So, off we went wriggling our way through the streets of Lincoln, dragging panniers and all up the steep cobbled road. Irritatingly, I stopped just short of the Strava timing line at Wordsworth Street, so my time was slower than it should have been. Once I had put my lungs back in, I went straight up the final part of Steep Hill to reach the final summit and Castle Hill. This was, at it said, steep and by the top I was seeing stars.

Lincoln Cathedral

The Windmill, Lincoln

After Sandra joined me at the top and had put her lungs back in too, we made our way back down the hill to the sound screeching disk brakes and the sight of the sun getting lower in the sky. In just four short-ish miles, we were at the hotel performing our nightly administrative duties of showering whilst doing the laundry.

• _The problem_
Please rewrite everything from "So, off we went" down to "doing the laundry." in the cycling account, changing "lungs" to "breath".

• _Data provided_

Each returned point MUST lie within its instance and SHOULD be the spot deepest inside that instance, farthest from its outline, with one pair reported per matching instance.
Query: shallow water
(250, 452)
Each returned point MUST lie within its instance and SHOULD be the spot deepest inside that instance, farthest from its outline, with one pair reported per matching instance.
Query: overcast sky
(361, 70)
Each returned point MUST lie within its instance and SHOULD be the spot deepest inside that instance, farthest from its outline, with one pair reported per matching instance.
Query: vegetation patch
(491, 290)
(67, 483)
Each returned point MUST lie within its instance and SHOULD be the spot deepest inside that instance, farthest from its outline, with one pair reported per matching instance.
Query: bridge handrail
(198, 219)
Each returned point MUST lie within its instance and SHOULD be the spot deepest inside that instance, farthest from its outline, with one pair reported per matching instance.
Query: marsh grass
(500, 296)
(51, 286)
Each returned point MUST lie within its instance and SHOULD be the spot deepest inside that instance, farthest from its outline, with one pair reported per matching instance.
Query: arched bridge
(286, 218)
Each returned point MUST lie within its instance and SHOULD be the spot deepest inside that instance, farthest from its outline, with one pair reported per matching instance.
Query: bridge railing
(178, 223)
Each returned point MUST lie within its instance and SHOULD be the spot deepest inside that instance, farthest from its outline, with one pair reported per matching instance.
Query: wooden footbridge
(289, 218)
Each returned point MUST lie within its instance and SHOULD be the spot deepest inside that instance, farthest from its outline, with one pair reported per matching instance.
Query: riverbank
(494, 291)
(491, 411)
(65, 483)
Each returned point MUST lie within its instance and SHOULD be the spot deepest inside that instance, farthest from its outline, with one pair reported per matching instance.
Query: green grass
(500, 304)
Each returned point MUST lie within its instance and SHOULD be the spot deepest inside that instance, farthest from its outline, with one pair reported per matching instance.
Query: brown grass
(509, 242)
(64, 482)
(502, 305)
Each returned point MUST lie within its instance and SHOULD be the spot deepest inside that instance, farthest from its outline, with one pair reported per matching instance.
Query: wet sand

• _Task response_
So, off we went wriggling our way through the streets of Lincoln, dragging panniers and all up the steep cobbled road. Irritatingly, I stopped just short of the Strava timing line at Wordsworth Street, so my time was slower than it should have been. Once I had put my breath back in, I went straight up the final part of Steep Hill to reach the final summit and Castle Hill. This was, at it said, steep and by the top I was seeing stars.

Lincoln Cathedral

The Windmill, Lincoln

After Sandra joined me at the top and had put her breath back in too, we made our way back down the hill to the sound screeching disk brakes and the sight of the sun getting lower in the sky. In just four short-ish miles, we were at the hotel performing our nightly administrative duties of showering whilst doing the laundry.